AIM:
Answer the following from the text below on computer simulation:
(a) In what field has the writer worked for many years?
(b) Which two crystal skulls are named as examples?
(c) What kinds of changes do users of the skulls report?

Could we be living in a computer simulation?
As a student of many subjects and disciplines, one of my favorites is on the nature of reality or alternate realities. Being an Information Technology professional for many years now has taken me down many paths. One of these paths is how computer technology and the metaphysical meet. Our local metaphysical community seems divided on this topic; some flatly disagree. Others can easily see how the two topics meet in harmony and fit the infinite. For example, there is evidence to suggest that the legendary crystal skulls like the Mitchell Hedges skull or Max are like quartz computers using light to transmit information to other crystal skulls. These skulls when put together move this light and information at speeds we have a hard time quantifying. Users of the skulls report various physical, emotional, and spiritual changes as a result. Many people talk about brief states of altered realities or perceptions after these skulls communicate. Do the users of the skulls enter an alternate reality?

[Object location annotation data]
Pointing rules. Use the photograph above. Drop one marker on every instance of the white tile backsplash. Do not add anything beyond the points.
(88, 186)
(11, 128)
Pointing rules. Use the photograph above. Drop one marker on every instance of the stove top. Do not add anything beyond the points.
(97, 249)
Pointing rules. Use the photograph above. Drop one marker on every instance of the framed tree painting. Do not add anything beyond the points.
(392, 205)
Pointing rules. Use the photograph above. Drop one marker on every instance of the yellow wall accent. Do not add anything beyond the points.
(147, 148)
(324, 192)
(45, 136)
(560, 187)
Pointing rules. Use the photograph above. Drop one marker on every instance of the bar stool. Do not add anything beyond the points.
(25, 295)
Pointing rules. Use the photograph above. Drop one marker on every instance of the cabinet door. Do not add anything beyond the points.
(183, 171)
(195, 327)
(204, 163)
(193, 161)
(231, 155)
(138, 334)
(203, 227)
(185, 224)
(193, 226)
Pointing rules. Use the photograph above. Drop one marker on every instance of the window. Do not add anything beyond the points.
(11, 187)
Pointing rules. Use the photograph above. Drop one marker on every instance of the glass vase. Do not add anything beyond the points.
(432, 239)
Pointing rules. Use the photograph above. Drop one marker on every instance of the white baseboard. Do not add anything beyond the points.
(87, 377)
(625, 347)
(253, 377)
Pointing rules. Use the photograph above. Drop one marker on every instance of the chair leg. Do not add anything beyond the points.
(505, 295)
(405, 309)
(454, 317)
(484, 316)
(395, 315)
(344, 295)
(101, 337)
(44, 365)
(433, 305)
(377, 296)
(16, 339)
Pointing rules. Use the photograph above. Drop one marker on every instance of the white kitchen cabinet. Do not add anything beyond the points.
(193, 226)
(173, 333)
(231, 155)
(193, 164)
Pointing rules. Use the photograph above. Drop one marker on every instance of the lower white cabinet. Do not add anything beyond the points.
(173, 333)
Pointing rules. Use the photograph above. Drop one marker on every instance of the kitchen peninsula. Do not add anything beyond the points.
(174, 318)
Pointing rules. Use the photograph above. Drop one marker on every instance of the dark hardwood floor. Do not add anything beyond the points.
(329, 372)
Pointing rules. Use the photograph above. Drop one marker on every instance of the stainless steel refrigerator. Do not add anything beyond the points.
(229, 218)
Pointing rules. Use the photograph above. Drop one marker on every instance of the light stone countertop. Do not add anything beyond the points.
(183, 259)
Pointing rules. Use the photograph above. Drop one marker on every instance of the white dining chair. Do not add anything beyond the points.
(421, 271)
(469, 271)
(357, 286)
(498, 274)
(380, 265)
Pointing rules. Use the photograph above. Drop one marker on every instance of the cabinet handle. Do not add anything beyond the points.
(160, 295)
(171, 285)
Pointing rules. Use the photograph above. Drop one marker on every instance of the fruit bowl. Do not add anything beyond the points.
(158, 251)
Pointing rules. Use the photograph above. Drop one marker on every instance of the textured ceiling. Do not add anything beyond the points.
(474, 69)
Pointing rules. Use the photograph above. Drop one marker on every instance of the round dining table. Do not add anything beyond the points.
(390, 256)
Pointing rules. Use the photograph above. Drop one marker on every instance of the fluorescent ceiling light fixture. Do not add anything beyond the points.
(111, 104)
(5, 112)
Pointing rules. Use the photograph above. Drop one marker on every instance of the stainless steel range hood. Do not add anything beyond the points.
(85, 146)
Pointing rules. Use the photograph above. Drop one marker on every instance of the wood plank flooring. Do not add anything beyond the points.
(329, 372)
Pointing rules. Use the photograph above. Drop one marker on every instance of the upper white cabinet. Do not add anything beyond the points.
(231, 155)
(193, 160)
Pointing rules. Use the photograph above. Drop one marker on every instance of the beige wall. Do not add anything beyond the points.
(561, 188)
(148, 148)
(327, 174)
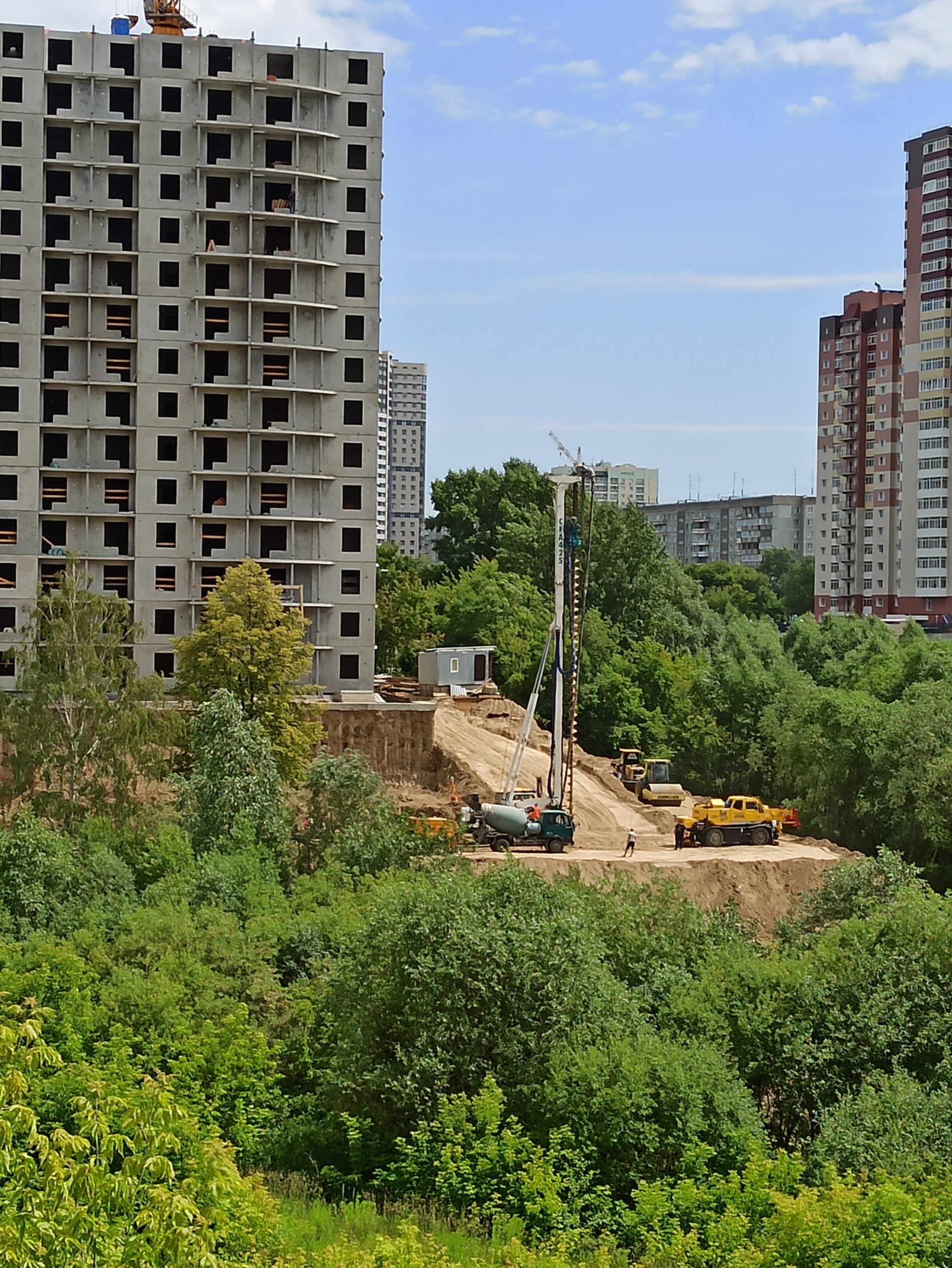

THE OUTPUT:
(a) Information Technology
(b) The Mitchell Hedges skull and Max
(c) Physical, emotional, and spiritual changes